Exercise:
Reproduce the records below exactly as given.

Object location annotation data
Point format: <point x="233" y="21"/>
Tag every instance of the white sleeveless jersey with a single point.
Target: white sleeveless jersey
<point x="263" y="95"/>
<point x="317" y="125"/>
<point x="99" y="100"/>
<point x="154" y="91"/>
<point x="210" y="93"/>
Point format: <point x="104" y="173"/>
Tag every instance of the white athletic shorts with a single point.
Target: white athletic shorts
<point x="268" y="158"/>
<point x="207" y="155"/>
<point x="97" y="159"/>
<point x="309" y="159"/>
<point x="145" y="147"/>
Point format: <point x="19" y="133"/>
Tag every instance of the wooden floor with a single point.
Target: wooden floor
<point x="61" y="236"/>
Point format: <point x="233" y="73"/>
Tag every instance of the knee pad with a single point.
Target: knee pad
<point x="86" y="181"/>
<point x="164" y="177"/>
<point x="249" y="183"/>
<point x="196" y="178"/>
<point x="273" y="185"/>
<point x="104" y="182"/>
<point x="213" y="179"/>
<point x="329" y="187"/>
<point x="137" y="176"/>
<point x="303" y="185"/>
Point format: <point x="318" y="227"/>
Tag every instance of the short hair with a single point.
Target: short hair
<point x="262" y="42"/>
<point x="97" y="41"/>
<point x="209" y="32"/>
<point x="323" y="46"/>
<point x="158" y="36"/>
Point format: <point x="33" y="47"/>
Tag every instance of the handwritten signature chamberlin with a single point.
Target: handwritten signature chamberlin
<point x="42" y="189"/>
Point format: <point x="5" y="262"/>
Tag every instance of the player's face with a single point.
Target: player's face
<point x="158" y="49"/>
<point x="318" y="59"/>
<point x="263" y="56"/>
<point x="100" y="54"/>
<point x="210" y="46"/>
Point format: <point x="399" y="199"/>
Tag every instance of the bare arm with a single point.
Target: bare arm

Exercise answer:
Point format: <point x="233" y="21"/>
Tag every instance of the white sleeveless jersey with a single point.
Target: white sleeveless jersey
<point x="263" y="95"/>
<point x="317" y="125"/>
<point x="99" y="100"/>
<point x="154" y="91"/>
<point x="210" y="93"/>
Point format: <point x="104" y="173"/>
Tag every instance of the white athletic shorts with a single point.
Target: white athletic shorts
<point x="268" y="158"/>
<point x="207" y="155"/>
<point x="97" y="159"/>
<point x="309" y="159"/>
<point x="145" y="147"/>
Point format: <point x="19" y="133"/>
Tag every instance of the wooden floor with a single point.
Target: wooden floor
<point x="61" y="236"/>
Point format: <point x="233" y="73"/>
Tag every instance of the knee pad with a single point.
Target: knee pad
<point x="86" y="181"/>
<point x="164" y="177"/>
<point x="249" y="183"/>
<point x="196" y="178"/>
<point x="273" y="185"/>
<point x="104" y="182"/>
<point x="213" y="179"/>
<point x="329" y="187"/>
<point x="137" y="176"/>
<point x="303" y="185"/>
Point format: <point x="318" y="227"/>
Tag every instance of the short hair with a single point.
Target: short hair
<point x="262" y="42"/>
<point x="97" y="41"/>
<point x="209" y="32"/>
<point x="323" y="46"/>
<point x="158" y="36"/>
Point format: <point x="33" y="47"/>
Tag every instance of the handwritten signature chamberlin with a single point.
Target: handwritten signature chamberlin
<point x="42" y="189"/>
Point format: <point x="5" y="262"/>
Tag every instance of the player's face with a single point.
Target: player's face
<point x="158" y="49"/>
<point x="318" y="59"/>
<point x="263" y="56"/>
<point x="100" y="54"/>
<point x="210" y="46"/>
Point format: <point x="399" y="199"/>
Tag every instance of the bare arm with a single point.
Target: bare arm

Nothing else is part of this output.